[Exercise input]
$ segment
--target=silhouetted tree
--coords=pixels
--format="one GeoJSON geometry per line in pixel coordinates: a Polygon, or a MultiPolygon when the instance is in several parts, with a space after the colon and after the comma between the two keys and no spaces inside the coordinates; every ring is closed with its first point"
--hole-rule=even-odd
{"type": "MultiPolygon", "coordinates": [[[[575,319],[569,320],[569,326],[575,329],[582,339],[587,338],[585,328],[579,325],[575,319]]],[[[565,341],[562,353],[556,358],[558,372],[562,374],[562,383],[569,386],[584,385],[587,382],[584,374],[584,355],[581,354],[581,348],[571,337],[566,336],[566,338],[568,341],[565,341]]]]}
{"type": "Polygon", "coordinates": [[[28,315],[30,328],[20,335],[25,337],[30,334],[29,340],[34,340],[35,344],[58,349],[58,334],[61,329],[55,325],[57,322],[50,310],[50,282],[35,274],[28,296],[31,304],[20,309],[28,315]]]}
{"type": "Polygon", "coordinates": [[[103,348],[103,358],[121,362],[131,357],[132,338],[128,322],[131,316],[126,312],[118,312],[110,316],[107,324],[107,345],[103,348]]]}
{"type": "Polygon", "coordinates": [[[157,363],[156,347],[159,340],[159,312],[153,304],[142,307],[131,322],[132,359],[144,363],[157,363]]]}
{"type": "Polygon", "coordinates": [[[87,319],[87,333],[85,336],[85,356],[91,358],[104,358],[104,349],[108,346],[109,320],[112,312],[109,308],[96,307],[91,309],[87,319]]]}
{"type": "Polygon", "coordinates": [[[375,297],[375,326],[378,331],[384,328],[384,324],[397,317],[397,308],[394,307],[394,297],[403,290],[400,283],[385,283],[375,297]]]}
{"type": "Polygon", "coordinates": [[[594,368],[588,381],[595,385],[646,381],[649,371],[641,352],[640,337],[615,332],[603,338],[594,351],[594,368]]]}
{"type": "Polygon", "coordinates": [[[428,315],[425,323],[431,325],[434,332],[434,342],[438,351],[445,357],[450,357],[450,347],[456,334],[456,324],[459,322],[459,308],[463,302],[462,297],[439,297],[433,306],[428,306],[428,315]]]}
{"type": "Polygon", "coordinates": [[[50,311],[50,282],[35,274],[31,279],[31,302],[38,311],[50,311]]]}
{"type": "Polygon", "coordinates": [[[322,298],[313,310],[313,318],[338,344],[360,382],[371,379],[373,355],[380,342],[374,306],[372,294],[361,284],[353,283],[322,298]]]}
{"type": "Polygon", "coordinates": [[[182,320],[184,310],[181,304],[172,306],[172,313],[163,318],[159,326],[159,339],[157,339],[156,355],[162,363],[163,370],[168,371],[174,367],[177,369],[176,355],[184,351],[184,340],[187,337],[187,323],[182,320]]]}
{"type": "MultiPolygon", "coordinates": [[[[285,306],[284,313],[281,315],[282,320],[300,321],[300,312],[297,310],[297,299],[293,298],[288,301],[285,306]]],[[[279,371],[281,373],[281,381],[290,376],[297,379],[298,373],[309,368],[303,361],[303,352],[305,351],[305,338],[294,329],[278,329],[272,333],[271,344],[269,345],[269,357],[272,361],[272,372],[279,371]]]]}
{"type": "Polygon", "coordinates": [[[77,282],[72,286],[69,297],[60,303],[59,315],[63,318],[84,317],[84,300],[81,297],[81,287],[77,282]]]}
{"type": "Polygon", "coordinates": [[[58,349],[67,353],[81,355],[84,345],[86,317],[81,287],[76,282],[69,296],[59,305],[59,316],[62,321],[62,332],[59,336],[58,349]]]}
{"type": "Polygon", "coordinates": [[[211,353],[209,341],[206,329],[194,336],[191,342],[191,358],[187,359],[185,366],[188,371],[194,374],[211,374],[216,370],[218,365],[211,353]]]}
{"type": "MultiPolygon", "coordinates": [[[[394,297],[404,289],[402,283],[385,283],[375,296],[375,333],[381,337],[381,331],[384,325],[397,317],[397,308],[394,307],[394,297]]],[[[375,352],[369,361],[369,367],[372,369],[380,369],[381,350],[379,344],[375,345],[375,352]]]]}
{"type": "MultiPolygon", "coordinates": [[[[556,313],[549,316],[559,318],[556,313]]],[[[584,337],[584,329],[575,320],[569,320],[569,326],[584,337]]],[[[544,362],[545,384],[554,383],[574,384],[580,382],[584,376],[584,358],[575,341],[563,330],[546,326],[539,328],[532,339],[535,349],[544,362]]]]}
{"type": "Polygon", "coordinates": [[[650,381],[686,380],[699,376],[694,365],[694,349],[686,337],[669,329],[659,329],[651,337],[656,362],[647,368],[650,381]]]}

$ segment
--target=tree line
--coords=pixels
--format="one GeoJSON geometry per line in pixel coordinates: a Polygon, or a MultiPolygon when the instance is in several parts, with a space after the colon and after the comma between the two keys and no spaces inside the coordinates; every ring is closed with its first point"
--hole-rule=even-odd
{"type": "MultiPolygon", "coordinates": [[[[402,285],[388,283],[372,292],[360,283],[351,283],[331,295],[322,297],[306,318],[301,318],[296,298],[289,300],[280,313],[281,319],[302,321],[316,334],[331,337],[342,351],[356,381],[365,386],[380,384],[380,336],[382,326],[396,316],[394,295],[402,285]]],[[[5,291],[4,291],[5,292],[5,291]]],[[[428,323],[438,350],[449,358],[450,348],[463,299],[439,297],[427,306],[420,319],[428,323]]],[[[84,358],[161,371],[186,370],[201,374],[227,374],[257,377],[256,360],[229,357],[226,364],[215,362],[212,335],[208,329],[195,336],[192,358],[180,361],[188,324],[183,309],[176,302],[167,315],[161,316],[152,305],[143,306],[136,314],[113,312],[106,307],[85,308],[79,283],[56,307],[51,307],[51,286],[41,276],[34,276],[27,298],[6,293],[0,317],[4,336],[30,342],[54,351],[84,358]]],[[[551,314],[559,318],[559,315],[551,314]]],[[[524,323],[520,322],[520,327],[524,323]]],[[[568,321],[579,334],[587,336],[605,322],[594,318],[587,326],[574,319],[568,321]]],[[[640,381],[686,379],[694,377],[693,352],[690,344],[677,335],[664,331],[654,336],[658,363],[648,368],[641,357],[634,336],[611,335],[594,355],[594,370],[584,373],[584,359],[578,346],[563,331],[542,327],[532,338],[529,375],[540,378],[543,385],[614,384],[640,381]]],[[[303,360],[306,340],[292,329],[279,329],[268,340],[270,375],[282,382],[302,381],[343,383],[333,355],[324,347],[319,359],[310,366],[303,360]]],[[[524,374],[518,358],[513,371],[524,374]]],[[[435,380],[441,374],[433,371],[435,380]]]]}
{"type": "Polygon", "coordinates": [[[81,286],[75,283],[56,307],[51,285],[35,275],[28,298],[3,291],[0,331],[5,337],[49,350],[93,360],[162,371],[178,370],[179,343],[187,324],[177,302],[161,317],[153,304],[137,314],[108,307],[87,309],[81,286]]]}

[How to complete this task] Copy out the entries from the material above, matching each one exactly.

[Answer area]
$ segment
--target=silhouetted tree
--coords=pixels
--format="one GeoJSON geometry per line in pixel coordinates: a Polygon, or a MultiPolygon when the instance is in several parts, with a space after the colon and after the comma between the two keys and no spaces inside the coordinates; every ring is closed with its first point"
--hole-rule=even-odd
{"type": "MultiPolygon", "coordinates": [[[[575,319],[569,320],[569,326],[575,329],[582,339],[587,338],[585,328],[579,325],[575,319]]],[[[565,341],[562,353],[556,358],[558,372],[562,374],[562,383],[569,386],[584,385],[587,382],[584,374],[584,355],[581,354],[581,348],[571,337],[566,336],[566,338],[568,341],[565,341]]]]}
{"type": "Polygon", "coordinates": [[[28,315],[30,328],[20,335],[25,337],[30,334],[29,340],[34,340],[35,344],[58,349],[58,334],[61,329],[55,325],[57,322],[50,310],[50,282],[35,274],[28,296],[31,304],[20,309],[28,315]]]}
{"type": "Polygon", "coordinates": [[[103,348],[103,358],[121,362],[131,357],[132,338],[128,322],[131,316],[126,312],[118,312],[110,316],[107,324],[107,345],[103,348]]]}
{"type": "Polygon", "coordinates": [[[157,363],[156,347],[159,340],[159,312],[153,304],[142,307],[131,322],[132,359],[144,363],[157,363]]]}
{"type": "Polygon", "coordinates": [[[87,319],[87,333],[85,336],[85,356],[91,358],[104,358],[104,349],[108,346],[109,320],[112,312],[109,308],[96,307],[91,309],[87,319]]]}
{"type": "Polygon", "coordinates": [[[375,297],[375,326],[378,331],[384,328],[384,324],[397,317],[397,308],[394,307],[394,297],[403,290],[400,283],[385,283],[375,297]]]}
{"type": "Polygon", "coordinates": [[[594,368],[588,381],[595,385],[646,381],[649,371],[641,352],[640,337],[615,332],[603,338],[594,351],[594,368]]]}
{"type": "Polygon", "coordinates": [[[428,315],[425,323],[431,325],[434,332],[434,342],[438,351],[445,357],[450,357],[450,347],[456,334],[456,324],[459,322],[459,308],[463,302],[462,297],[439,297],[433,306],[428,306],[428,315]]]}
{"type": "Polygon", "coordinates": [[[50,311],[50,282],[35,274],[31,279],[31,302],[38,311],[50,311]]]}
{"type": "Polygon", "coordinates": [[[322,298],[313,310],[313,318],[338,344],[360,382],[371,379],[373,355],[380,342],[374,306],[372,294],[361,284],[353,283],[322,298]]]}
{"type": "Polygon", "coordinates": [[[182,320],[184,310],[181,304],[172,306],[172,313],[163,318],[159,326],[159,339],[157,339],[156,355],[162,363],[163,370],[168,371],[174,367],[177,369],[176,355],[184,351],[184,340],[187,337],[187,323],[182,320]]]}
{"type": "MultiPolygon", "coordinates": [[[[285,306],[284,313],[281,315],[282,320],[300,321],[300,312],[297,310],[297,299],[293,298],[288,301],[285,306]]],[[[279,371],[281,373],[281,381],[290,376],[297,379],[298,373],[309,368],[303,361],[303,352],[305,351],[305,338],[294,329],[278,329],[272,333],[271,344],[269,345],[269,357],[272,361],[272,372],[279,371]]]]}
{"type": "Polygon", "coordinates": [[[77,282],[72,286],[69,297],[60,303],[59,315],[63,318],[84,317],[84,300],[81,297],[81,287],[77,282]]]}
{"type": "Polygon", "coordinates": [[[58,349],[67,353],[81,355],[84,345],[86,317],[81,287],[76,282],[69,296],[59,305],[59,316],[62,321],[62,332],[59,336],[58,349]]]}
{"type": "Polygon", "coordinates": [[[211,353],[209,341],[206,329],[194,336],[191,342],[191,358],[187,359],[185,366],[188,371],[194,374],[211,374],[216,370],[218,365],[211,353]]]}
{"type": "MultiPolygon", "coordinates": [[[[394,297],[404,289],[402,283],[385,283],[375,296],[375,333],[381,337],[381,331],[384,325],[397,317],[397,308],[394,307],[394,297]]],[[[375,352],[369,361],[369,367],[372,369],[380,369],[381,350],[379,344],[375,345],[375,352]]]]}
{"type": "MultiPolygon", "coordinates": [[[[556,313],[549,316],[559,318],[556,313]]],[[[584,337],[584,329],[575,320],[569,320],[569,326],[584,337]]],[[[544,362],[545,384],[554,383],[574,384],[580,382],[584,376],[584,358],[575,341],[563,330],[546,326],[539,328],[532,339],[535,349],[544,362]]]]}
{"type": "Polygon", "coordinates": [[[650,381],[686,380],[699,376],[694,365],[694,349],[686,337],[669,329],[659,329],[651,337],[656,362],[647,368],[650,381]]]}

$ segment
--target=tree line
--coords=pixels
--format="one GeoJSON geometry per line in pixel coordinates: a Polygon, or a MultiPolygon when the instance is in several parts, with a space after the colon and after the comma between the two keys and no spaces inside the coordinates; every ring is closed with its first point"
--hole-rule=even-odd
{"type": "MultiPolygon", "coordinates": [[[[402,285],[388,283],[372,292],[360,283],[351,283],[331,295],[322,297],[306,318],[301,318],[296,298],[289,300],[280,313],[281,319],[302,321],[316,334],[331,337],[342,351],[356,381],[365,386],[380,384],[380,336],[382,326],[396,316],[394,295],[402,285]]],[[[5,291],[4,291],[5,292],[5,291]]],[[[428,323],[438,350],[449,358],[450,348],[463,299],[439,297],[427,306],[420,319],[428,323]]],[[[84,358],[161,371],[186,370],[201,374],[227,374],[257,377],[256,360],[229,357],[226,364],[215,362],[212,335],[208,329],[195,336],[192,358],[180,361],[188,324],[183,309],[176,302],[167,315],[161,316],[152,305],[143,306],[136,314],[113,312],[106,307],[85,308],[79,283],[56,307],[51,307],[51,286],[41,276],[34,276],[27,298],[6,293],[0,317],[4,336],[30,342],[54,351],[84,358]]],[[[551,314],[559,318],[559,315],[551,314]]],[[[524,323],[520,322],[520,327],[524,323]]],[[[568,321],[579,334],[587,336],[605,322],[594,318],[587,326],[574,319],[568,321]]],[[[640,381],[686,379],[694,377],[693,352],[690,344],[677,335],[664,331],[654,336],[658,363],[648,368],[641,357],[634,336],[611,335],[594,355],[594,370],[584,373],[584,359],[578,346],[563,331],[542,327],[532,338],[529,375],[540,378],[543,385],[614,384],[640,381]]],[[[303,360],[306,340],[292,329],[279,329],[268,340],[270,375],[282,382],[302,381],[343,383],[333,355],[324,347],[319,359],[310,366],[303,360]]],[[[524,374],[518,358],[513,371],[524,374]]],[[[435,380],[441,374],[433,371],[435,380]]]]}
{"type": "Polygon", "coordinates": [[[81,286],[75,283],[56,307],[51,285],[35,275],[28,298],[3,291],[0,331],[5,337],[49,350],[93,360],[162,371],[178,370],[179,343],[187,324],[177,302],[161,317],[153,304],[137,314],[108,307],[87,309],[81,286]]]}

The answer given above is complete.